Kutipan yang Diberikan:
——————————

Jakarta – Jaksa Agung RI melalui Jaksa Agung Muda Tindak Pidana Umum (JAM-Pidum) Dr. Fadil Zumhana menyetujui 15 dari 16 permohonan penghentian penuntutan berdasarkan keadilan restoratif.
Hal itu disampaikan oleh Kepal Pusat Penerangan Hukum Kejaksaaan Agung Dr. Ketut Sumedana Rabu (25/10/2023). Adapun 15 permohonan yang dihentikan yaitu:
1. Tersangka Muhammad Thoriq Fai’iq bin Kresa Budiyatno dari Kejaksaan Negeri Kota Pekalongan, yang disangka melanggar Pasal 362 KUHP tentang Pencurian.
2. Tersangka Jhonter Makmur Pardede alias Jo bin Gotti Pardede dari Kejaksaan Negeri Dumai, yang disangka melanggar Pasal 480 ke-1 KUHP tentang Penadahan.
3. Tersangka Delianus Zebua alias Pak Dafan dari Kejaksaan Negeri Rokan Hilir, yang disangka melanggar Pasal 374 KUHP tentang Penggelapan dalam Jabatan.
4. Tersangka Firwansyah bin Zulkifli dari Kejaksaan Negeri Lampung Utara, yang disangka melanggar Pasal 480 Ayat (1) KUHP tentang Penadahan.
5. Tersangka Pujianto bin Jasnadi dari Kejaksaan Negeri Way Kanan, yang disangka melanggar Pasal 480 KUHP tentang Penadahan.

——————————

Data yang Diberikan:

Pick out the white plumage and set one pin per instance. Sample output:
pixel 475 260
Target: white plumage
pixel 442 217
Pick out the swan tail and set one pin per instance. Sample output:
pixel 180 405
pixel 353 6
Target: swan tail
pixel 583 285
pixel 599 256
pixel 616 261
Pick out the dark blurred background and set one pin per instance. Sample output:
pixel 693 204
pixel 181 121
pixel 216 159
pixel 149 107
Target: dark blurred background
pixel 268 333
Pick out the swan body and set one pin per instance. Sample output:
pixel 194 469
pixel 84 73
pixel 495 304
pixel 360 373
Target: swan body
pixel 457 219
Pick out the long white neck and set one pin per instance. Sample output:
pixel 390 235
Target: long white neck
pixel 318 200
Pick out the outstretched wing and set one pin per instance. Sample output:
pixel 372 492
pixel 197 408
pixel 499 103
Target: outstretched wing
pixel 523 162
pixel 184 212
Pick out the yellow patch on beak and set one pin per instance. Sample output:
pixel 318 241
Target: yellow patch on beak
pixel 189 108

——————————

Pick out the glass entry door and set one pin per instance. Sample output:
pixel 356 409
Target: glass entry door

——————————

Deskripsi Soal: Lanjutkan teks tentang penghentian penuntutan berdasarkan keadilan restoratif, dimulai tepat setelah kalimat terakhirnya.

Jawaban Latihan:
6. Tersangka Yusril Efendi bin Kenedi dari Kejaksaan Negeri Way Kanan, yang disangka melanggar Pasal 480 ke-2 KUHP tentang Penadahan.
7. Tersangka Hendrik alias Endi bin Samsuddin dari Kejaksaan Negeri Baubau, yang disangka melanggar Pasal 44 Ayat (1) Jo. Pasal 5 huruf a Undang-Undang RI Nomor 23 Tahun 2004 tentang Penghapusan Kekerasan Dalam Rumah Tangga.
8. Tersangka Yuslin alias Yulin bin Kudus dari Kejaksaan Negeri Konawe, yang disangka melanggar Pasal 351 Ayat (1) KUHP tentang Penganiayaan.
9. Tersangka Rury Kurniawan Gunawan, S.Sos., M.Ap alias Rury bin Gunawan dari Kejaksaan Negeri Konawe, yang disangka melanggar Pasal 44 Ayat (1) subsider Pasal 44 Ayat (4) lebih subsider Pasal 45 Ayat (1) Undang-Undang RI Nomor 23 Tahun 2004 tentang Penghapusan Kekerasan Dalam Rumah Tangga.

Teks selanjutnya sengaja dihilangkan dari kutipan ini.